[[ The records open ]]

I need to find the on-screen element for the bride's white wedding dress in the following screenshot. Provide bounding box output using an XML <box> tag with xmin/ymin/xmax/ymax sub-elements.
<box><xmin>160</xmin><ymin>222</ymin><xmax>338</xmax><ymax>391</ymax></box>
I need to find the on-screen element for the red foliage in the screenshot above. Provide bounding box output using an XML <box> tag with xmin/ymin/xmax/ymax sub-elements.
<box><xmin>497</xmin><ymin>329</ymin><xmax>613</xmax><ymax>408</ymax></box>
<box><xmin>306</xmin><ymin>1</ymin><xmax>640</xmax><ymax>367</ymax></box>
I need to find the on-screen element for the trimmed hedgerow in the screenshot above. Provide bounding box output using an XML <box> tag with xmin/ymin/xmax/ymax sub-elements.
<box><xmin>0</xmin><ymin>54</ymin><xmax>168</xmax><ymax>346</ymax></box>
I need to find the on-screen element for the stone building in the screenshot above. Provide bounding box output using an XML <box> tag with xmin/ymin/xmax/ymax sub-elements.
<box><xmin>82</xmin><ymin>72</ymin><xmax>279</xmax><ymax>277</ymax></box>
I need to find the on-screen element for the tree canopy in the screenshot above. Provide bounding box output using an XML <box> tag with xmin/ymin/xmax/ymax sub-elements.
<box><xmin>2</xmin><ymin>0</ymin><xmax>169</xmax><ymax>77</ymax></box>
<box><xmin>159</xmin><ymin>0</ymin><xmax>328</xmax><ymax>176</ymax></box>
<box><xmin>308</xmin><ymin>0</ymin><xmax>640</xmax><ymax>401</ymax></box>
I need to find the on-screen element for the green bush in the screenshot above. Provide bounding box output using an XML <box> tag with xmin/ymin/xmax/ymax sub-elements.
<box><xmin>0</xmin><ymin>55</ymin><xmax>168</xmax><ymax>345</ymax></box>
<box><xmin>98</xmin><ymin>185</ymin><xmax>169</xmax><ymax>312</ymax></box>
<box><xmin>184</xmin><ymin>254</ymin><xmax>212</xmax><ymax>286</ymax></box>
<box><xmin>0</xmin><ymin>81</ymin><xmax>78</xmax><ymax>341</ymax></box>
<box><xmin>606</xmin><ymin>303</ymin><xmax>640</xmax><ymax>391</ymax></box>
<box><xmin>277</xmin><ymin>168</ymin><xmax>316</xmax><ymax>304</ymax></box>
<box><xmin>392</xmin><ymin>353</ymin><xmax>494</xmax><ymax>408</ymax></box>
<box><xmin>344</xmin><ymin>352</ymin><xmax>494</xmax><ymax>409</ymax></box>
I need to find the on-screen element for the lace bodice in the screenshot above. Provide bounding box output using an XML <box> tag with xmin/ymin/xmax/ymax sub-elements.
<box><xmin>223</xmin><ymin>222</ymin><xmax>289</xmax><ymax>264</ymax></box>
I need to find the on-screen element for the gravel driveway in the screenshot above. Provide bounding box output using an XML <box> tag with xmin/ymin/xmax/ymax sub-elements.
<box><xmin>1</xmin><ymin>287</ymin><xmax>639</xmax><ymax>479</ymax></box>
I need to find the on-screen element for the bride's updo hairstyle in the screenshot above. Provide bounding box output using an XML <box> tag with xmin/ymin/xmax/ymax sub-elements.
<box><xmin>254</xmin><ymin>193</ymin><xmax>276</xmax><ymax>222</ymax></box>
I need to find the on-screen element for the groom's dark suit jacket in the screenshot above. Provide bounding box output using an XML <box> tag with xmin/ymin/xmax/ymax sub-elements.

[[ The records closed ]]

**What you are asked to do**
Would you transcribe the entries above exactly as they appear?

**Exercise output**
I need to find the on-screen element for the bride's white wedding dress in the following screenshot. Provide bounding box output using an XML <box> tag with xmin/ymin/xmax/ymax sub-elements.
<box><xmin>160</xmin><ymin>222</ymin><xmax>338</xmax><ymax>391</ymax></box>
I need to find the on-screen element for the red foliage in the screenshot above. Provide bounding box output using an XML <box> tag with xmin/ymin/xmax/ymax sub-elements.
<box><xmin>497</xmin><ymin>329</ymin><xmax>613</xmax><ymax>408</ymax></box>
<box><xmin>306</xmin><ymin>1</ymin><xmax>640</xmax><ymax>367</ymax></box>
I need to find the on-screen element for the trimmed hedgerow in the screenshot above. Provide bounding box output using an XML <box> tag with xmin/ymin/xmax/ymax sub-elements.
<box><xmin>0</xmin><ymin>54</ymin><xmax>168</xmax><ymax>346</ymax></box>
I need to find the on-screen element for the stone building in the screenshot above. Provide bounding box output using an XML <box> tag with xmin/ymin/xmax/ymax sub-elements.
<box><xmin>82</xmin><ymin>72</ymin><xmax>279</xmax><ymax>277</ymax></box>
I need to find the on-screen element for the tree canopy in the screenshot above. Provide bounding box output using an XML <box> tag with xmin/ymin/xmax/ymax sub-elements.
<box><xmin>2</xmin><ymin>0</ymin><xmax>169</xmax><ymax>77</ymax></box>
<box><xmin>159</xmin><ymin>0</ymin><xmax>328</xmax><ymax>176</ymax></box>
<box><xmin>308</xmin><ymin>0</ymin><xmax>640</xmax><ymax>401</ymax></box>
I need to find the on-screen element for the green bush in the screenshot above. Provide bounding box output using an XML <box> tag with xmin/ymin/xmax/ymax sub-elements.
<box><xmin>0</xmin><ymin>55</ymin><xmax>168</xmax><ymax>345</ymax></box>
<box><xmin>98</xmin><ymin>185</ymin><xmax>169</xmax><ymax>312</ymax></box>
<box><xmin>184</xmin><ymin>254</ymin><xmax>212</xmax><ymax>286</ymax></box>
<box><xmin>0</xmin><ymin>81</ymin><xmax>78</xmax><ymax>341</ymax></box>
<box><xmin>606</xmin><ymin>303</ymin><xmax>640</xmax><ymax>391</ymax></box>
<box><xmin>277</xmin><ymin>168</ymin><xmax>316</xmax><ymax>304</ymax></box>
<box><xmin>392</xmin><ymin>353</ymin><xmax>494</xmax><ymax>408</ymax></box>
<box><xmin>344</xmin><ymin>352</ymin><xmax>494</xmax><ymax>409</ymax></box>
I need to find the on-screen element for the lace bodice in the screenshot above. Provide bounding box output using an XML <box> tag with xmin/ymin/xmax/ymax sub-elements.
<box><xmin>223</xmin><ymin>222</ymin><xmax>289</xmax><ymax>264</ymax></box>
I need to find the on-screen element for the gravel driveway in the screenshot above. Provide bounding box output using an XML <box> tag with xmin/ymin/xmax/ymax sub-elements.
<box><xmin>1</xmin><ymin>287</ymin><xmax>639</xmax><ymax>479</ymax></box>
I need to find the on-screen element for the bride's updo hairstyle in the screenshot above. Provide bounding box output using an XML <box> tag with xmin/ymin/xmax/ymax sub-elements.
<box><xmin>254</xmin><ymin>193</ymin><xmax>276</xmax><ymax>222</ymax></box>
I need to find the on-screen element for the groom's dark suit jacket in the screenshot above. Provide bounding box output using an XML <box> tag with xmin/ymin/xmax/ymax sub-elements.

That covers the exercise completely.